_Description of the task_
Format every line of the material below as a JSON list of strings, one string per line, leaving out blank lines.

··· Data for processing ···

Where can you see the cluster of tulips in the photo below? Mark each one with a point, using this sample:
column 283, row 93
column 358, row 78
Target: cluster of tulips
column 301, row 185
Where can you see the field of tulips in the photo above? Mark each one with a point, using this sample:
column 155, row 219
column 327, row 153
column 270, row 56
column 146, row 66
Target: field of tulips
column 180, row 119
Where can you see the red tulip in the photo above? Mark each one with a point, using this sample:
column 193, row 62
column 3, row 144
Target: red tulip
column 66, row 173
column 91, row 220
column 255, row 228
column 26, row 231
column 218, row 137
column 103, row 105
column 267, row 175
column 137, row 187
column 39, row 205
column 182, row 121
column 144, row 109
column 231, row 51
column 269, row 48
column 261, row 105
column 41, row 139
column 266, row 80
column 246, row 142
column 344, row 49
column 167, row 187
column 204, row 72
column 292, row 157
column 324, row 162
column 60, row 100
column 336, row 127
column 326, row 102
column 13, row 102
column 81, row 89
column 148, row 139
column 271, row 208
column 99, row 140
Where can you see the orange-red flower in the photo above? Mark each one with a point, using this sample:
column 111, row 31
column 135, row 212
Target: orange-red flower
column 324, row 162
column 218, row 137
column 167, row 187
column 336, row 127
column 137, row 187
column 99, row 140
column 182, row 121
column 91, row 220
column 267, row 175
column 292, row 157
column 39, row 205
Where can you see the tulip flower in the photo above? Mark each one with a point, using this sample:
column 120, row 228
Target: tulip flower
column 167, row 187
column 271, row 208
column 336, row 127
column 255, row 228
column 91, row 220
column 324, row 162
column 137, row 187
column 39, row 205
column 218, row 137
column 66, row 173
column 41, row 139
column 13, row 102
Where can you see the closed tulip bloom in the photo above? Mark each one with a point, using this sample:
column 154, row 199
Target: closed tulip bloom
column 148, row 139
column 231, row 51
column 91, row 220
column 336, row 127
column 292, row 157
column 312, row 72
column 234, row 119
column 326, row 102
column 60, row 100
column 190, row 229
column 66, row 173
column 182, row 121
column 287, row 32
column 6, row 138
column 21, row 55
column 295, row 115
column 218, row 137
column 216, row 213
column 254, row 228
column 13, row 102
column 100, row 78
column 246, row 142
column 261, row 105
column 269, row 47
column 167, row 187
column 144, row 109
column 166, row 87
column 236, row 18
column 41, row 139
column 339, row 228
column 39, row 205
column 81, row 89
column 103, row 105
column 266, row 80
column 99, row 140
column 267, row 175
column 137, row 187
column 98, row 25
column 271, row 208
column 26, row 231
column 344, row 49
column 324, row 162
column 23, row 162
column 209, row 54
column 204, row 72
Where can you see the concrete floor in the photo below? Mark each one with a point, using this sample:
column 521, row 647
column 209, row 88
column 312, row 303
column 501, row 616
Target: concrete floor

···

_Answer for the task_
[
  "Where can you see the cluster of tulips in the photo below? Mark each one with a point, using this sample:",
  "column 283, row 93",
  "column 358, row 78",
  "Target: cluster of tulips",
  "column 301, row 185",
  "Where can you see the field of tulips in the photo above? Mark each one with a point, using this sample:",
  "column 155, row 219",
  "column 327, row 153",
  "column 270, row 56",
  "column 146, row 66",
  "Target: field of tulips",
  "column 180, row 119",
  "Where can you see the red tulip in the photo above? Mark each one with a point, using this sample:",
  "column 193, row 62",
  "column 3, row 144",
  "Target: red tulip",
  "column 66, row 173",
  "column 91, row 220",
  "column 255, row 228",
  "column 26, row 231",
  "column 218, row 137",
  "column 103, row 105",
  "column 267, row 175",
  "column 137, row 187",
  "column 39, row 205",
  "column 182, row 121",
  "column 144, row 109",
  "column 231, row 51",
  "column 269, row 48",
  "column 261, row 105",
  "column 41, row 139",
  "column 266, row 80",
  "column 246, row 142",
  "column 344, row 49",
  "column 167, row 187",
  "column 204, row 72",
  "column 292, row 157",
  "column 324, row 162",
  "column 60, row 100",
  "column 336, row 127",
  "column 326, row 102",
  "column 13, row 102",
  "column 81, row 89",
  "column 148, row 139",
  "column 271, row 208",
  "column 99, row 140",
  "Where can you see the orange-red flower in the photo above? Mark each one with a point, using this sample:",
  "column 111, row 31",
  "column 135, row 212",
  "Target: orange-red flower",
  "column 324, row 162",
  "column 218, row 137",
  "column 167, row 187",
  "column 336, row 127",
  "column 137, row 187",
  "column 99, row 140",
  "column 182, row 121",
  "column 91, row 220",
  "column 267, row 175",
  "column 292, row 157",
  "column 39, row 205",
  "Where can you see the tulip flower in the photo above? Mark each one with a point, using this sample:",
  "column 120, row 228",
  "Target: tulip flower",
  "column 167, row 187",
  "column 271, row 208",
  "column 336, row 127",
  "column 255, row 228",
  "column 91, row 220",
  "column 324, row 162",
  "column 137, row 187",
  "column 39, row 205",
  "column 218, row 137",
  "column 66, row 173",
  "column 41, row 139",
  "column 13, row 102",
  "Where can you see the closed tulip bloom in the photo above? Mark each one with a point, using this sample:",
  "column 154, row 199",
  "Target: closed tulip bloom",
  "column 148, row 139",
  "column 231, row 51",
  "column 91, row 220",
  "column 336, row 127",
  "column 292, row 157",
  "column 312, row 72",
  "column 234, row 119",
  "column 326, row 102",
  "column 60, row 100",
  "column 190, row 229",
  "column 66, row 173",
  "column 182, row 121",
  "column 287, row 32",
  "column 6, row 138",
  "column 21, row 55",
  "column 295, row 115",
  "column 218, row 137",
  "column 216, row 213",
  "column 254, row 228",
  "column 13, row 102",
  "column 100, row 78",
  "column 246, row 142",
  "column 261, row 105",
  "column 269, row 47",
  "column 167, row 187",
  "column 144, row 109",
  "column 166, row 87",
  "column 236, row 18",
  "column 41, row 139",
  "column 339, row 228",
  "column 39, row 205",
  "column 81, row 89",
  "column 103, row 105",
  "column 266, row 80",
  "column 99, row 140",
  "column 267, row 175",
  "column 137, row 187",
  "column 98, row 25",
  "column 271, row 208",
  "column 26, row 231",
  "column 344, row 49",
  "column 324, row 162",
  "column 23, row 162",
  "column 209, row 54",
  "column 204, row 72",
  "Where can you see the concrete floor in the photo below? Mark each one with a point, using this sample:",
  "column 521, row 647",
  "column 209, row 88",
  "column 312, row 303",
  "column 501, row 616",
  "Target: concrete floor"
]